* Begin *
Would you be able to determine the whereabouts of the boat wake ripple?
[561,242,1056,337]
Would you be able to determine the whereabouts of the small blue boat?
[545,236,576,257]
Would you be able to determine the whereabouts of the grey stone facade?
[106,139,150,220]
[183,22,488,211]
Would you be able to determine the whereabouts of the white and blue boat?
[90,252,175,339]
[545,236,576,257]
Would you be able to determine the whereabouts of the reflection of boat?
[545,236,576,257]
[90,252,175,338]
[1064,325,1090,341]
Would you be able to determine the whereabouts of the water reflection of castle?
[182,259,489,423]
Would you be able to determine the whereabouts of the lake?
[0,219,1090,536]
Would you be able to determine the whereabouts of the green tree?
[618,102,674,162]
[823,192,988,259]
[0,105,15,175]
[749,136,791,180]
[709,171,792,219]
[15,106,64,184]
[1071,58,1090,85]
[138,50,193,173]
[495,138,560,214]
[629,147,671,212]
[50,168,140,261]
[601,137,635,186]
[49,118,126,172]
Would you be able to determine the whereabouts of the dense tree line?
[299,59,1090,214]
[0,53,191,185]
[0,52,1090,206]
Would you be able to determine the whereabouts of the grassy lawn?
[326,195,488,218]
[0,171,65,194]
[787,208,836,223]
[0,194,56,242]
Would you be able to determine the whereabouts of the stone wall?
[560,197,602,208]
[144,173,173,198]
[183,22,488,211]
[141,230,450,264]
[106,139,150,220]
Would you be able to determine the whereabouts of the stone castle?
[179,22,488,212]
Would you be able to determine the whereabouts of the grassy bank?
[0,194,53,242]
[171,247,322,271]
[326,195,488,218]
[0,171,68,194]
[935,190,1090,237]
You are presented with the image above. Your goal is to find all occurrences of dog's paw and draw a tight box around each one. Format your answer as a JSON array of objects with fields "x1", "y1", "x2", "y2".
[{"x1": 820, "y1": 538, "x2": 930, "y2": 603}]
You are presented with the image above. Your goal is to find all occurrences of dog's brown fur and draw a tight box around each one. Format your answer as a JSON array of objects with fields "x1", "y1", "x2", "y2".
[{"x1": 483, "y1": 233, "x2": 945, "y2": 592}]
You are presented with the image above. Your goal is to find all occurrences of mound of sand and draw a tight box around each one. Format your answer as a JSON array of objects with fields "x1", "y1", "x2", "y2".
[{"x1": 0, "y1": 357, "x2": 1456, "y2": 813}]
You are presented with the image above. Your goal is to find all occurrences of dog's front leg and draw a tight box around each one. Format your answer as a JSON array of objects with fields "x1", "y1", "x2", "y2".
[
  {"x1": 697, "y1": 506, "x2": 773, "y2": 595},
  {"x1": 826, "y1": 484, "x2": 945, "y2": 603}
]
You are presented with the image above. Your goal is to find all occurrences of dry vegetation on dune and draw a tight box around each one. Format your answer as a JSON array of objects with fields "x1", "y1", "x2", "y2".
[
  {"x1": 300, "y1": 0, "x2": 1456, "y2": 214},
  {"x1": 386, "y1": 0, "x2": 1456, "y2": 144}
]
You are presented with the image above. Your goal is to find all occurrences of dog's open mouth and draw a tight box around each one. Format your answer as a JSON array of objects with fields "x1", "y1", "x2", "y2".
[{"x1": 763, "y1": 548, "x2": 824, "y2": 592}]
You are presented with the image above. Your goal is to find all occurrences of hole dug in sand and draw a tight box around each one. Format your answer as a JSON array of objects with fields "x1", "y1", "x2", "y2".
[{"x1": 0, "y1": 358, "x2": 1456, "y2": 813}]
* End *
*TASK INSTRUCTIONS*: Rewrite all of the records above, replacing every "whereabouts" with "location" and leaving everything else unchanged.

*EXPECTED ANSWER*:
Would you be able to determine the location of the boat wake ripple?
[561,242,1056,337]
Would you be able to determine the location of the small blue boat?
[545,236,576,257]
Would you be able to determine the location of the grey stone facade?
[106,139,150,220]
[183,22,488,211]
Would you be able to determine the location of the white and blue boat?
[90,252,175,339]
[545,236,576,257]
Would you be able to determine the location of the reflection of boat?
[545,236,576,257]
[90,252,175,338]
[1064,325,1090,341]
Would you be able to determine the location of the water reflection of castle?
[182,259,489,423]
Would you be able to determine the location of the lake?
[0,219,1090,536]
Would you be able to determine the location of the green tree?
[618,102,674,162]
[823,192,988,259]
[0,105,15,175]
[749,136,791,180]
[709,171,792,219]
[15,106,64,184]
[1071,58,1090,85]
[138,50,193,173]
[495,138,560,214]
[629,147,671,212]
[50,168,140,261]
[601,137,635,186]
[49,118,126,172]
Would you be able to determine the location of the dense tree line?
[299,59,1090,214]
[0,53,191,185]
[0,52,1090,206]
Would you be able to determine the location of the grassy lawn?
[326,195,488,218]
[0,171,65,194]
[787,208,836,223]
[0,194,56,242]
Would you be able to determine the location of the stone wall?
[560,197,602,208]
[144,173,173,198]
[183,22,488,211]
[141,230,450,264]
[106,139,150,220]
Would you be able to determine the location of the stone castle?
[179,22,488,212]
Would you be able to determine the location of the grassy bank?
[0,194,53,242]
[171,247,322,271]
[326,195,488,218]
[0,171,68,194]
[935,190,1090,237]
You are presented with the image above. Your goal is to find all occurrences of dog's paw and draw a tight box around each one. Format your answer as a JSON array of objects with fields "x1", "y1", "x2", "y2".
[{"x1": 820, "y1": 538, "x2": 930, "y2": 603}]
You are presented with the image above. Your goal is to find all occurrences of dog's brown fur and draw a tight box around each one. Format your answer as a JSON array of objects with fields "x1", "y1", "x2", "y2".
[{"x1": 483, "y1": 233, "x2": 945, "y2": 592}]
You are presented with the image above. Your goal is to find all occurrences of mound of sand and draw a tight box around each one. Format your answer as a JSON array of objects with fields "x1", "y1", "x2", "y2".
[{"x1": 0, "y1": 357, "x2": 1456, "y2": 813}]
You are presented with the image above. Your goal is to find all occurrences of dog's front leg and draw a tight box around each one. Format your answer as a JSON array of objects with fields "x1", "y1", "x2", "y2".
[
  {"x1": 697, "y1": 506, "x2": 773, "y2": 595},
  {"x1": 826, "y1": 484, "x2": 945, "y2": 603}
]
You are presented with the image above. Your goal is to find all occurrences of dry vegetation on dune and draw a tight box around each one. Format your answer as a JSON array of objects with fields "x1", "y1", "x2", "y2".
[
  {"x1": 300, "y1": 0, "x2": 1456, "y2": 214},
  {"x1": 386, "y1": 0, "x2": 1456, "y2": 144}
]
You are presented with the image above. Your goal is to find all occurrences of dog's open mouth and draw a tight box around each one. Format your answer as a JSON array of objects with fields "x1", "y1", "x2", "y2".
[{"x1": 763, "y1": 548, "x2": 824, "y2": 592}]
You are presented with the image above. Your goal is to find all occurrences of hole dug in sand and draw a tight box around each one. Format your answer as a JSON array of objects with fields "x1", "y1", "x2", "y2".
[{"x1": 0, "y1": 358, "x2": 1456, "y2": 813}]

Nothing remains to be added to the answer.